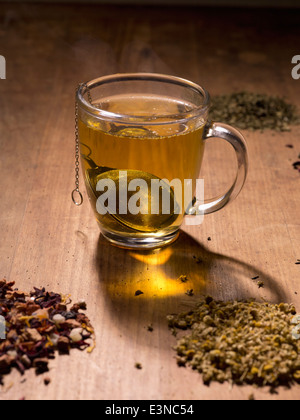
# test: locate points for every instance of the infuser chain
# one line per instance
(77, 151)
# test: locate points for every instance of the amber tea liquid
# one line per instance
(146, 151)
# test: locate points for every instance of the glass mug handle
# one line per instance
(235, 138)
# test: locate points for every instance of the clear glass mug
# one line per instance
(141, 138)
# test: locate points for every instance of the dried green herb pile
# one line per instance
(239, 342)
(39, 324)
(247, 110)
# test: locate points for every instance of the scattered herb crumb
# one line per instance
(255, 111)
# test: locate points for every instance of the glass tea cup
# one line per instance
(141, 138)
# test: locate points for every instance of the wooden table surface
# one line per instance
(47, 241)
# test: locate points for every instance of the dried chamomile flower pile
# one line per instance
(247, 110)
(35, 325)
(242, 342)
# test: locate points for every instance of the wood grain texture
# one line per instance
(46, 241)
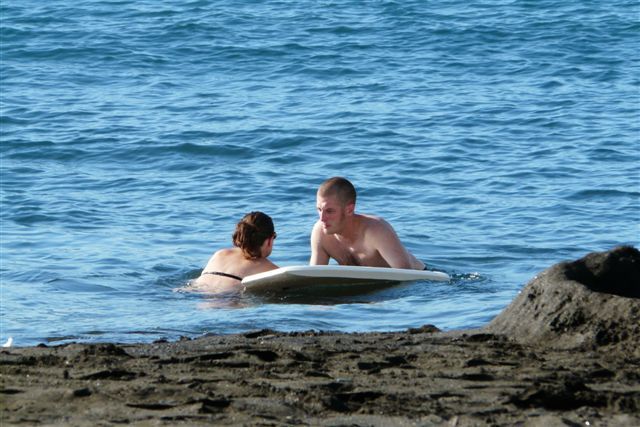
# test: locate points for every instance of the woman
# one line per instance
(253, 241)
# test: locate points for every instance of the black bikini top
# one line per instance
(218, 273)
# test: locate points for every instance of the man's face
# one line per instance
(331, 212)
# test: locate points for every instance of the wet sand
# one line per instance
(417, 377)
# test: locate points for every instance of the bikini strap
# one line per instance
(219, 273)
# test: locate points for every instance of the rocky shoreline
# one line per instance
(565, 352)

==

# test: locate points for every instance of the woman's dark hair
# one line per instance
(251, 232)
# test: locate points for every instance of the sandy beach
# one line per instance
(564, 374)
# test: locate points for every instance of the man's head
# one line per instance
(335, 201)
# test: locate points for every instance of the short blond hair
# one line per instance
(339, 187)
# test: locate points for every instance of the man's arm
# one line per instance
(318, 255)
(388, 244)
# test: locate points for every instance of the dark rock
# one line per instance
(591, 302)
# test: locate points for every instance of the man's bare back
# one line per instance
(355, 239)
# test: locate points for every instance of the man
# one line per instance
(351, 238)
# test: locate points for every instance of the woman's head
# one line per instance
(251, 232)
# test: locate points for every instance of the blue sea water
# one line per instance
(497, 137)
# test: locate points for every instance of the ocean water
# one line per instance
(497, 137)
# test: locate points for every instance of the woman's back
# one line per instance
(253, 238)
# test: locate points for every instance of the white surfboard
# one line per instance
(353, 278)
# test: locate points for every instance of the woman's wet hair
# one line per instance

...

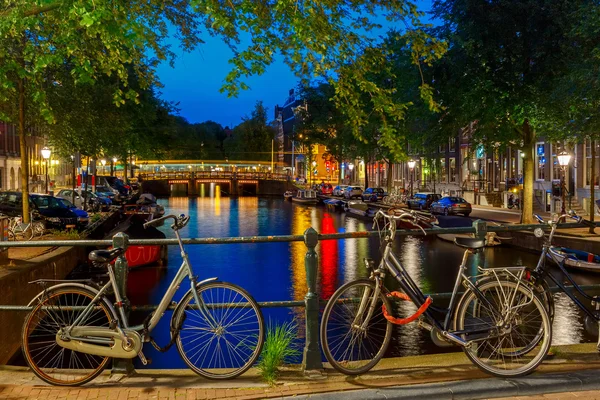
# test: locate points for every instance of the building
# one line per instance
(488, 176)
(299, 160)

Activity:
From the listing above, copy every line that holds the string "woman".

Response:
# test: locate points for every instance of the woman
# test: locate points for every instance of the woman's dark hair
# test: locate points for every instance of the woman's head
# test: locate points for every instance of the woman's back
# test: locate points for every instance of the woman's wet hair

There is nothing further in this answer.